▶ **Problem to work on**
Convert the lines from the one holding "Locate the red metal" to the one holding "pixel 456 465", both included, into a numbered list, omitting any blank lines.

[Start Record extracts]

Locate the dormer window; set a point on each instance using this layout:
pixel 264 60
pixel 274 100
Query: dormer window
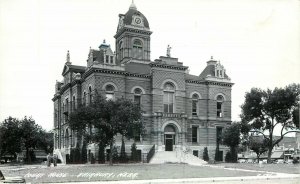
pixel 195 98
pixel 168 99
pixel 137 49
pixel 220 101
pixel 137 96
pixel 110 92
pixel 219 70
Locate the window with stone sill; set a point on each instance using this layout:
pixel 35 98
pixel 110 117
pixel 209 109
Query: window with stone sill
pixel 90 95
pixel 137 49
pixel 195 99
pixel 220 101
pixel 194 134
pixel 137 96
pixel 110 92
pixel 168 98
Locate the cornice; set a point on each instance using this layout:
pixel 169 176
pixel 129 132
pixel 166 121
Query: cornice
pixel 210 83
pixel 174 67
pixel 133 30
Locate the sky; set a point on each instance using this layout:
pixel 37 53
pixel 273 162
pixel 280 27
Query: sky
pixel 258 42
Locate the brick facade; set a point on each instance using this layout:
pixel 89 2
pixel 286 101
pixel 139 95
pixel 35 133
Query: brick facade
pixel 168 92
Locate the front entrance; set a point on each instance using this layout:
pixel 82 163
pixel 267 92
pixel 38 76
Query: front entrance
pixel 169 141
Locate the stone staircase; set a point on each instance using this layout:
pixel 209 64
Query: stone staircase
pixel 177 156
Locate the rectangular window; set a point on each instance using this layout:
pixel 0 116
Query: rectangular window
pixel 168 102
pixel 194 107
pixel 195 153
pixel 194 134
pixel 219 135
pixel 219 109
pixel 111 59
pixel 107 59
pixel 137 134
pixel 137 100
pixel 67 105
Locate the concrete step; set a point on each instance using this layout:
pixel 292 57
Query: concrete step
pixel 177 156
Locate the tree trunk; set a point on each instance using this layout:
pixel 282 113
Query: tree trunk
pixel 110 153
pixel 28 156
pixel 270 146
pixel 258 155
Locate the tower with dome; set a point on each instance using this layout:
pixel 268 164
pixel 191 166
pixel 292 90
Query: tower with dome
pixel 181 111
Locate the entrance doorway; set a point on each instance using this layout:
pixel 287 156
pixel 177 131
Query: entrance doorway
pixel 169 141
pixel 169 137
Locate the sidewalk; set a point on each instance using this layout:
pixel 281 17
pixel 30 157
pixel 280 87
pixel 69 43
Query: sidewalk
pixel 295 177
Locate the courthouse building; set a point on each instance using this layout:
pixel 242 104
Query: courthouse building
pixel 180 110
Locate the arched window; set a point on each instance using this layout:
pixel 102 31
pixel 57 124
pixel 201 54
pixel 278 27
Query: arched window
pixel 168 98
pixel 74 103
pixel 67 137
pixel 220 100
pixel 195 98
pixel 109 92
pixel 137 49
pixel 90 95
pixel 63 138
pixel 137 96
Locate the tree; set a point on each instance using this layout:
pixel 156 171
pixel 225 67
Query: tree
pixel 101 154
pixel 264 110
pixel 10 137
pixel 123 155
pixel 205 154
pixel 231 138
pixel 258 145
pixel 134 153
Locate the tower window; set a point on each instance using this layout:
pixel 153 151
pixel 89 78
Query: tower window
pixel 84 98
pixel 137 96
pixel 120 50
pixel 90 95
pixel 195 98
pixel 220 101
pixel 137 49
pixel 219 135
pixel 106 58
pixel 111 59
pixel 194 134
pixel 110 92
pixel 168 98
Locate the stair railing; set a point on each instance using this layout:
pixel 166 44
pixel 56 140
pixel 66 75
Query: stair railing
pixel 150 153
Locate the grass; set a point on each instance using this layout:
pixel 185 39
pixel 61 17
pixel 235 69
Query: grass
pixel 71 173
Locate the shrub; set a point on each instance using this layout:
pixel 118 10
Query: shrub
pixel 115 154
pixel 101 155
pixel 295 161
pixel 134 154
pixel 217 154
pixel 84 153
pixel 231 157
pixel 123 156
pixel 205 154
pixel 93 160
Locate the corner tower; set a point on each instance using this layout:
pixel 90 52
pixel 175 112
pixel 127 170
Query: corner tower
pixel 132 37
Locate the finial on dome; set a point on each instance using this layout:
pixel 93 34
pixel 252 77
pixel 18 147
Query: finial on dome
pixel 68 58
pixel 169 51
pixel 132 6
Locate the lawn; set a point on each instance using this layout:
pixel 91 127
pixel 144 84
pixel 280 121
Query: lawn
pixel 70 173
pixel 279 168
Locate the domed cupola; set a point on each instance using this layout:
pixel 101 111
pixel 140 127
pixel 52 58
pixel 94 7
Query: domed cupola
pixel 132 37
pixel 133 18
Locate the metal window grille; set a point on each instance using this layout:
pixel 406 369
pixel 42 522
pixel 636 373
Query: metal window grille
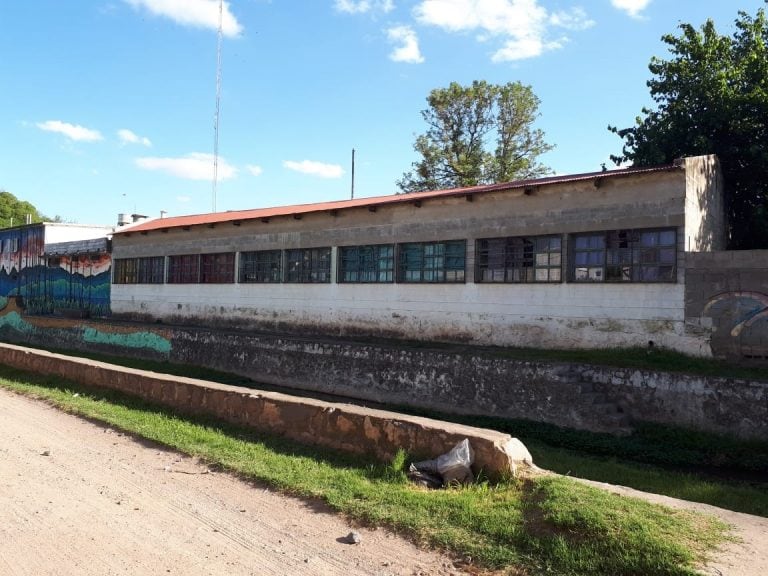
pixel 432 262
pixel 519 259
pixel 184 269
pixel 151 270
pixel 372 263
pixel 217 268
pixel 126 271
pixel 626 256
pixel 261 266
pixel 308 265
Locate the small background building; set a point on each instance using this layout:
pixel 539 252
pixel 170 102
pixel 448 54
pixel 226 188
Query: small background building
pixel 74 275
pixel 586 260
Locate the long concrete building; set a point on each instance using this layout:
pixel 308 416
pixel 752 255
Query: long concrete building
pixel 585 260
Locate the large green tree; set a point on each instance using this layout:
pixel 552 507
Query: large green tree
pixel 478 134
pixel 712 97
pixel 13 212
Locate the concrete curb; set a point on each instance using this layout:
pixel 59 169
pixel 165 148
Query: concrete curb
pixel 339 426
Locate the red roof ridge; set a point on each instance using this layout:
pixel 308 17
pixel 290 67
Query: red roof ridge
pixel 373 201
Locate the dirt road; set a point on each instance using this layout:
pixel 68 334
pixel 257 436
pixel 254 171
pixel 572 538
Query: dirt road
pixel 79 499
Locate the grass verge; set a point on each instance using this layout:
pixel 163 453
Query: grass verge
pixel 694 466
pixel 542 524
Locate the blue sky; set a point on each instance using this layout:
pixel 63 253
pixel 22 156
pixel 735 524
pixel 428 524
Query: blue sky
pixel 108 106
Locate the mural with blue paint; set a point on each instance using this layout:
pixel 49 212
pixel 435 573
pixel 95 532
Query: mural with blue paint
pixel 25 329
pixel 70 283
pixel 740 323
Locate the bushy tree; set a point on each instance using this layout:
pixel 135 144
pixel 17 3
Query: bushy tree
pixel 712 97
pixel 478 134
pixel 13 212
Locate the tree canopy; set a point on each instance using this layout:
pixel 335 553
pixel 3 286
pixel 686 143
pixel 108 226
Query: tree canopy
pixel 478 134
pixel 13 212
pixel 712 97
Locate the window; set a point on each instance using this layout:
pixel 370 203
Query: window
pixel 625 256
pixel 152 270
pixel 374 263
pixel 432 261
pixel 126 271
pixel 149 270
pixel 184 269
pixel 217 268
pixel 261 266
pixel 519 259
pixel 308 265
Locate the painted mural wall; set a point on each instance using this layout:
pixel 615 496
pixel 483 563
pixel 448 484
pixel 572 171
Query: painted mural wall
pixel 727 299
pixel 78 284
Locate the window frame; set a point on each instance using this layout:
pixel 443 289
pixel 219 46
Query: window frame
pixel 367 260
pixel 307 265
pixel 519 259
pixel 183 269
pixel 125 271
pixel 151 270
pixel 625 257
pixel 217 268
pixel 255 263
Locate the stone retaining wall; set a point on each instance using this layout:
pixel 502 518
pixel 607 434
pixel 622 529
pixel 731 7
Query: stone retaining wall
pixel 459 379
pixel 338 426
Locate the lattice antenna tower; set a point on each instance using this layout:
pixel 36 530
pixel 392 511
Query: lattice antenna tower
pixel 218 106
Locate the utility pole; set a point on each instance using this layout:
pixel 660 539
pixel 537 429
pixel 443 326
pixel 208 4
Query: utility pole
pixel 218 101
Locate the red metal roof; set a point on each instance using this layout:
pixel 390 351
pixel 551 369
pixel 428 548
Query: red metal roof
pixel 373 202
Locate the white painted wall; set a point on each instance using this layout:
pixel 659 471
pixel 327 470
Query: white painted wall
pixel 56 232
pixel 564 315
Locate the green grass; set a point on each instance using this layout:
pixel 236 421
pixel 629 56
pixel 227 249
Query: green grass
pixel 676 462
pixel 537 525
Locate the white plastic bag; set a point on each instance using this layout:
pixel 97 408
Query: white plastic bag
pixel 456 465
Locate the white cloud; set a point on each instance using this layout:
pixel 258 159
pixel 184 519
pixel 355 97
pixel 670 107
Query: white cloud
pixel 71 131
pixel 194 166
pixel 631 7
pixel 575 19
pixel 363 6
pixel 523 26
pixel 315 168
pixel 128 137
pixel 407 45
pixel 197 13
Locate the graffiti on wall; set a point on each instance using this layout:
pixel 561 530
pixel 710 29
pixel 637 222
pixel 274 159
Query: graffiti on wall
pixel 66 283
pixel 739 323
pixel 18 327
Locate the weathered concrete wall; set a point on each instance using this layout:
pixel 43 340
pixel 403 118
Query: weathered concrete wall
pixel 705 224
pixel 338 426
pixel 584 397
pixel 564 315
pixel 726 298
pixel 463 380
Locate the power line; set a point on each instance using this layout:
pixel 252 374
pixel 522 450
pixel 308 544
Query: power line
pixel 218 106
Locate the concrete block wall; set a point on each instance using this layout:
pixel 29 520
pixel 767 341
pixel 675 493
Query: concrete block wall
pixel 726 298
pixel 561 315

[End Record extracts]

▶ **Exercise result**
1. Locate the red metal roof; set a point on each instance using this layout:
2. pixel 390 351
3. pixel 551 369
4. pixel 428 548
5. Query: red metal roof
6. pixel 373 202
7. Locate the white painted wall; set a point on each instance using this layout:
8. pixel 659 471
9. pixel 327 470
10. Query: white painted wall
11. pixel 56 232
12. pixel 564 315
13. Locate the green grass; set a point on each instance using this layout:
14. pixel 236 421
15. pixel 629 56
16. pixel 227 249
17. Query: green grass
18. pixel 676 462
19. pixel 537 525
20. Locate the white plastic bag; set a point on each instance using this layout:
21. pixel 97 408
22. Query: white plastic bag
23. pixel 456 465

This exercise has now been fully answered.